= TEXT BLOCK =

One of the most important things that you can do when taking on a new job in overseas security contracting is to get into the habit of planning for the worst. That’s why I feel so strongly about things like wills, life insurance, and crisis planning. But what happen when the worst doesn’t happen, but things are still pretty bad? For example, an EFP strikes your convoy and doesn’t actually kill anybody, but you just found out that you’re missing a couple of your legs.
What happens next? Well-established processes are put into motion on two continents. Most importantly, you’ll receive immediate medical treatment at the nearest facility in theater until you’re somewhat stable, then flown out to Germany in an Air Force transport where you’ll sit in a hospital for a period of several days or weeks. Back home, your company’s representative will make contact with your next of kin (you did fill out that emergency contact form, and you’ve been keeping it updated with changes of address, right?), so that your folks can sit at home and worry about you.
Does this sound okay to you? Or would you rather have someone you know waiting to meet you at the hospital in Europe, to at least be with you if they can’t do anything else? I know what I’d choose, and that’s why it’s so important to have a “Bug Out Bag” packed and ready for your family back home.
You might hear a Bug Out Bag called by several names- a go bag, a 72-hour assault pack- but it’s basically everything you’d need to get by for a few days for those times when you have to travel on short notice. You’ve already gotten in the habit of packing a toothbrush and a change of socks and drawers whenever you go outside the wire in case of route closures or weather delays, but what if your family had to travel to meet you on short notice? What things would they need to keep ready?

= ASSIGNMENT =
From the text on overseas security contracting, extract the passage between "Does this sound" and "to keep ready?", inclusive. The records that follow were taken from a different source than the text.

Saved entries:
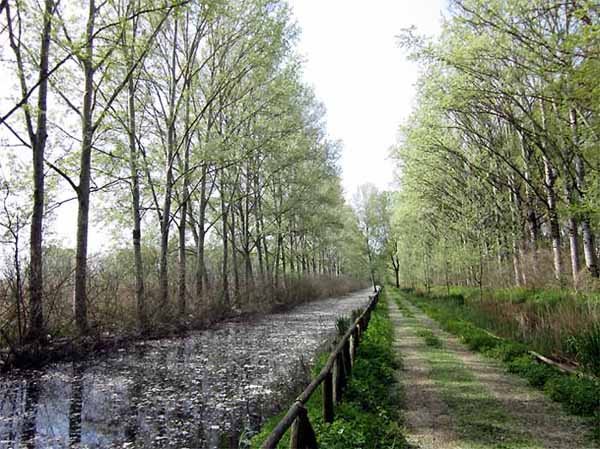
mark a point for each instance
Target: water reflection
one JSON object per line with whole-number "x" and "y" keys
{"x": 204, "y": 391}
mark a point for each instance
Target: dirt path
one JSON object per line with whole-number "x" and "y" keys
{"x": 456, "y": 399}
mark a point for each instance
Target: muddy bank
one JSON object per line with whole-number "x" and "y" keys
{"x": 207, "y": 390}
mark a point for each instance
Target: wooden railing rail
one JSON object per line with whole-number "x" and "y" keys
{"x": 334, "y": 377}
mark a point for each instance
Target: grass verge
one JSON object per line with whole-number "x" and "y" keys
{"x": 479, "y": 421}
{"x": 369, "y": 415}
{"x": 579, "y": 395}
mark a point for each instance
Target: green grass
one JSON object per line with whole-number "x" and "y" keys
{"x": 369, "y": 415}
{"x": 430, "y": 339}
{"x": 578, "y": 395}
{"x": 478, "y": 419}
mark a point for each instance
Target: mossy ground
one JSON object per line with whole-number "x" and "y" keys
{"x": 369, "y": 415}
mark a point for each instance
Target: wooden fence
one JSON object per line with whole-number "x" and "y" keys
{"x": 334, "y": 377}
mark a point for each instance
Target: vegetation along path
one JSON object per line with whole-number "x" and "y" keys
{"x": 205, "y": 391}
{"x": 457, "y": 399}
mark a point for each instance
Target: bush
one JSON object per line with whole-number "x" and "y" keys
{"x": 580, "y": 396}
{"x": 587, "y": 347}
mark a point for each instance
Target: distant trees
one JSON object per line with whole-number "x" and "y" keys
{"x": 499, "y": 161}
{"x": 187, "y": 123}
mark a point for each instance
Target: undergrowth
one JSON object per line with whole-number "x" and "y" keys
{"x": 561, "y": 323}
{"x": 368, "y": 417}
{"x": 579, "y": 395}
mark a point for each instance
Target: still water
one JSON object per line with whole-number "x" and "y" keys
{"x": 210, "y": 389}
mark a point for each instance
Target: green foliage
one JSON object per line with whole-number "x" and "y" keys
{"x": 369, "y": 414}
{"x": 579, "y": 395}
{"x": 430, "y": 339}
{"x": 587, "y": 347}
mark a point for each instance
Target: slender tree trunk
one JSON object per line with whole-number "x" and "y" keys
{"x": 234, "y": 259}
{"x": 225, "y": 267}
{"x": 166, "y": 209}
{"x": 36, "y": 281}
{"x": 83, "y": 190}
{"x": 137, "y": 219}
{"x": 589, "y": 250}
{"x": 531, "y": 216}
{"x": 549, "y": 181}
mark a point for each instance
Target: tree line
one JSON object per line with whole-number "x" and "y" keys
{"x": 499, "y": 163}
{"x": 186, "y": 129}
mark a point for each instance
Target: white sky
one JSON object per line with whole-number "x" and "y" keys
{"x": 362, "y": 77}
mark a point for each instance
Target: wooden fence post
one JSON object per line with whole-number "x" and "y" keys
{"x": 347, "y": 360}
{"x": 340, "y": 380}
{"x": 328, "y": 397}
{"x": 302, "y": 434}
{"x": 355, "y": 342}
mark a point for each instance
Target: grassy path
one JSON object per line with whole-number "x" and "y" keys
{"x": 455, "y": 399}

= REPLY TO THE TASK =
Does this sound okay to you? Or would you rather have someone you know waiting to meet you at the hospital in Europe, to at least be with you if they can’t do anything else? I know what I’d choose, and that’s why it’s so important to have a “Bug Out Bag” packed and ready for your family back home.
You might hear a Bug Out Bag called by several names- a go bag, a 72-hour assault pack- but it’s basically everything you’d need to get by for a few days for those times when you have to travel on short notice. You’ve already gotten in the habit of packing a toothbrush and a change of socks and drawers whenever you go outside the wire in case of route closures or weather delays, but what if your family had to travel to meet you on short notice? What things would they need to keep ready?